## Data section
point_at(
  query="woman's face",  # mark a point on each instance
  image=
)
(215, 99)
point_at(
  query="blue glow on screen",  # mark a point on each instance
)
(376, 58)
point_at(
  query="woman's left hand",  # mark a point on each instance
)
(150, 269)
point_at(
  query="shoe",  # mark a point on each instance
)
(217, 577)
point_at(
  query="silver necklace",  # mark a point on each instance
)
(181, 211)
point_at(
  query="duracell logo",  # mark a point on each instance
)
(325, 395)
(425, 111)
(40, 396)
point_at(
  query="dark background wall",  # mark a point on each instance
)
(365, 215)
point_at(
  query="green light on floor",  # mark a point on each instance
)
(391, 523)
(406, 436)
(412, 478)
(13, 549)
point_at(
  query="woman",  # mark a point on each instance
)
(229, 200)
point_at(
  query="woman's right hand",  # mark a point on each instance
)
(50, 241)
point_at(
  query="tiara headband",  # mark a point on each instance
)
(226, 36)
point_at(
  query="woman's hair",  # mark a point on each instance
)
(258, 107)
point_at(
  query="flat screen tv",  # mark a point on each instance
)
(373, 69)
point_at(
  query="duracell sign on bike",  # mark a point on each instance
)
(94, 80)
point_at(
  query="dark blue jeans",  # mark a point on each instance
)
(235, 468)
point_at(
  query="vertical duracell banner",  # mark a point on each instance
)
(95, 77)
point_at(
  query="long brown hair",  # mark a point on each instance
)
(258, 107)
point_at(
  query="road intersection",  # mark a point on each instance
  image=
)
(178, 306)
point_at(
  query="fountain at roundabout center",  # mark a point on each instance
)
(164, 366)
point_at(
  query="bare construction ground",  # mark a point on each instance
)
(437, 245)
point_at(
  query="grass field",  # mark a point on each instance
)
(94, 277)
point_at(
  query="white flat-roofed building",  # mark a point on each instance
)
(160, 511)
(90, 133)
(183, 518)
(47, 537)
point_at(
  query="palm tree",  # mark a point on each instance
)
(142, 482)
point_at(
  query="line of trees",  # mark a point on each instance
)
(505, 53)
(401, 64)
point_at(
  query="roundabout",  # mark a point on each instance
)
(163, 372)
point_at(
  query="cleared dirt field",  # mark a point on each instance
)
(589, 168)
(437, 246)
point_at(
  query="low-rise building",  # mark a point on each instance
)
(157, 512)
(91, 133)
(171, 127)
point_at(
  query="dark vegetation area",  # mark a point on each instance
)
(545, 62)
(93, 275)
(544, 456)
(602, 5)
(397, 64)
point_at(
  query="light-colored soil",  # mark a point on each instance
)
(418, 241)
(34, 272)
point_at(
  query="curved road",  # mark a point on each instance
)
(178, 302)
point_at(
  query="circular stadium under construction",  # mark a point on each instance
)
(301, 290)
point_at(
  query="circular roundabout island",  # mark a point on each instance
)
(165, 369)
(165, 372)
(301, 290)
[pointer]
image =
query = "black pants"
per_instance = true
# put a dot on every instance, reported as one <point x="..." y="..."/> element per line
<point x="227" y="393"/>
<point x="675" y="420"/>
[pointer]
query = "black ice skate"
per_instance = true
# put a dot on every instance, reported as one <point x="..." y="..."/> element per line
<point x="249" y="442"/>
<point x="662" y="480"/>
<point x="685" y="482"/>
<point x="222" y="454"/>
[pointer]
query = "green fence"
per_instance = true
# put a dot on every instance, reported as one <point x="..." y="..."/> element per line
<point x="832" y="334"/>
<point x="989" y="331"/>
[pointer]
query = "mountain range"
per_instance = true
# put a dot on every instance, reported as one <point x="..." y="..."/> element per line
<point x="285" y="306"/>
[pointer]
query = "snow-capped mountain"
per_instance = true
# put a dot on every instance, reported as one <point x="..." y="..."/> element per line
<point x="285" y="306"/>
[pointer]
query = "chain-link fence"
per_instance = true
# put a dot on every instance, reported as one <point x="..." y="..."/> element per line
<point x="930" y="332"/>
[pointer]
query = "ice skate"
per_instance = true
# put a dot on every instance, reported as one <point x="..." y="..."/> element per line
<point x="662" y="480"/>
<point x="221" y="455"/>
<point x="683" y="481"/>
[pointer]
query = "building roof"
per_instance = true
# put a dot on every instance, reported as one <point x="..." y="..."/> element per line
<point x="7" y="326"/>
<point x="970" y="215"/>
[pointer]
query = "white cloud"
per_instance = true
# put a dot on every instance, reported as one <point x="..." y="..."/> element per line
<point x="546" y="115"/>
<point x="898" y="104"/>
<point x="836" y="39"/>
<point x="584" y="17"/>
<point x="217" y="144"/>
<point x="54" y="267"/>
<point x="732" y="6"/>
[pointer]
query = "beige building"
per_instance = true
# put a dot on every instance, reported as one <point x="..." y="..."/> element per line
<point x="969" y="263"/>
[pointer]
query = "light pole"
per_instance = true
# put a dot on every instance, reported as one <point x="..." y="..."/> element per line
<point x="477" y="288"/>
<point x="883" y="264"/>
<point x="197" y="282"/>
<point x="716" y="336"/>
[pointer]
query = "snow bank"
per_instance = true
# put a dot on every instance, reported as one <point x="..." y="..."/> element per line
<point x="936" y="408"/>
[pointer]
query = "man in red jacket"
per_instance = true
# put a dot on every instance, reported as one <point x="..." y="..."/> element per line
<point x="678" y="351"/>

## The problem
No line may be altered or left out when the data is written out.

## Answer to this exercise
point_at(
  query="woman's face",  # mark a point on each instance
  image=
)
(215, 99)
point_at(
  query="blue glow on screen",  # mark a point on each instance
)
(376, 58)
point_at(
  query="woman's left hand",  # mark a point on each instance
)
(150, 269)
point_at(
  query="shoe",  # mark a point on each instance
)
(217, 577)
point_at(
  query="silver necklace",  # mark a point on each instance
)
(181, 211)
point_at(
  query="duracell logo",  # mark a point on each instance
)
(325, 395)
(425, 111)
(40, 396)
point_at(
  query="dark background wall",  # mark a point on each instance
)
(365, 215)
point_at(
  query="green light on floor",  # mark a point on each instance
)
(391, 523)
(406, 436)
(412, 478)
(13, 549)
point_at(
  query="woman",  # mark a point on each instance
)
(229, 200)
point_at(
  query="woman's right hand",  # mark a point on each instance
)
(50, 241)
point_at(
  query="tiara headband",  # mark a point on each instance
)
(226, 36)
point_at(
  query="woman's hair",  # mark a point on each instance
)
(258, 107)
point_at(
  query="flat screen tv",  # mark a point on each instance
)
(373, 69)
point_at(
  query="duracell sign on bike",  # mark a point on each instance
)
(94, 80)
point_at(
  query="dark blue jeans",  # mark a point on each instance
)
(235, 468)
point_at(
  query="vertical duracell banner",  # mark a point on each instance
)
(95, 77)
point_at(
  query="long brown hair",  # mark a point on each instance
)
(258, 107)
point_at(
  query="road intersection",  # mark a point on each instance
  image=
)
(178, 306)
point_at(
  query="fountain at roundabout center",  # mark a point on each instance
)
(164, 366)
point_at(
  query="bare construction ground",  # mark a point on each instance
)
(437, 245)
point_at(
  query="grass field",  # mark a point on each instance
)
(94, 277)
point_at(
  query="white flat-roofed building",  # mark a point on each instance
)
(160, 511)
(90, 133)
(183, 518)
(47, 537)
point_at(
  query="palm tree",  # mark a point on each instance
)
(142, 482)
point_at(
  query="line of trees",  # mark a point on each instance
)
(505, 53)
(401, 64)
point_at(
  query="roundabout",  # mark a point on each instance
)
(163, 372)
point_at(
  query="cleared dirt field",  # mark a point on each instance
)
(589, 168)
(437, 246)
point_at(
  query="low-rise building",  # mark a point on each instance
)
(157, 512)
(91, 133)
(171, 127)
point_at(
  query="dark vegetation area",  # mark a point on each instance
)
(545, 62)
(93, 275)
(544, 456)
(602, 5)
(397, 64)
point_at(
  query="light-colored soil",  # mark a point on each instance
)
(418, 241)
(34, 272)
point_at(
  query="curved road",  # mark a point on each instance
)
(178, 302)
point_at(
  query="circular stadium under construction",  # mark a point on each instance
)
(301, 290)
point_at(
  query="circular roundabout island",  # mark a point on each instance
)
(165, 369)
(165, 372)
(301, 290)
[pointer]
image =
query = "black pants"
per_instance = true
# put a dot on every instance, reported as one <point x="..." y="..."/> element per line
<point x="227" y="393"/>
<point x="675" y="420"/>
[pointer]
query = "black ice skate"
per_instance = true
# put a dot on every instance, reported as one <point x="..." y="..."/> element per line
<point x="249" y="442"/>
<point x="662" y="480"/>
<point x="685" y="482"/>
<point x="222" y="454"/>
[pointer]
query = "green fence"
per_instance = true
# put a dot on every instance, reported as one <point x="..." y="..."/> element per line
<point x="832" y="334"/>
<point x="989" y="331"/>
[pointer]
query = "mountain range"
per_instance = true
# put a dot on every instance, reported as one <point x="..." y="..."/> element per line
<point x="285" y="306"/>
[pointer]
query = "snow-capped mountain"
per_instance = true
# put a dot on every instance, reported as one <point x="..." y="..."/> element per line
<point x="285" y="306"/>
[pointer]
query = "chain-link fence"
per_instance = true
# put a dot on every instance, reported as one <point x="..." y="..."/> element per line
<point x="930" y="332"/>
[pointer]
query = "ice skate"
per_instance = true
# put a dot on every instance, reported as one <point x="..." y="..."/> element per line
<point x="662" y="480"/>
<point x="221" y="455"/>
<point x="683" y="481"/>
[pointer]
query = "building roof"
per_instance = true
# put a dot on every instance, reported as one <point x="..." y="..."/> element per line
<point x="7" y="326"/>
<point x="970" y="215"/>
[pointer]
query = "white cloud"
per_instance = true
# put a dot on every instance, reported as one <point x="..." y="..."/> element per line
<point x="546" y="115"/>
<point x="898" y="104"/>
<point x="836" y="39"/>
<point x="584" y="17"/>
<point x="217" y="144"/>
<point x="54" y="267"/>
<point x="732" y="6"/>
[pointer]
query = "beige building"
per_instance = true
# put a dot on every instance, reported as one <point x="..." y="..."/> element per line
<point x="969" y="263"/>
[pointer]
query = "light pole"
per_instance = true
# put a dot on every instance, reported as one <point x="..." y="..."/> element per line
<point x="477" y="288"/>
<point x="883" y="264"/>
<point x="197" y="282"/>
<point x="716" y="336"/>
[pointer]
query = "snow bank"
per_instance = true
# put a dot on every instance, reported as one <point x="..." y="..."/> element per line
<point x="936" y="408"/>
[pointer]
query = "man in red jacket"
per_instance = true
# put a dot on every instance, reported as one <point x="..." y="..."/> element per line
<point x="678" y="351"/>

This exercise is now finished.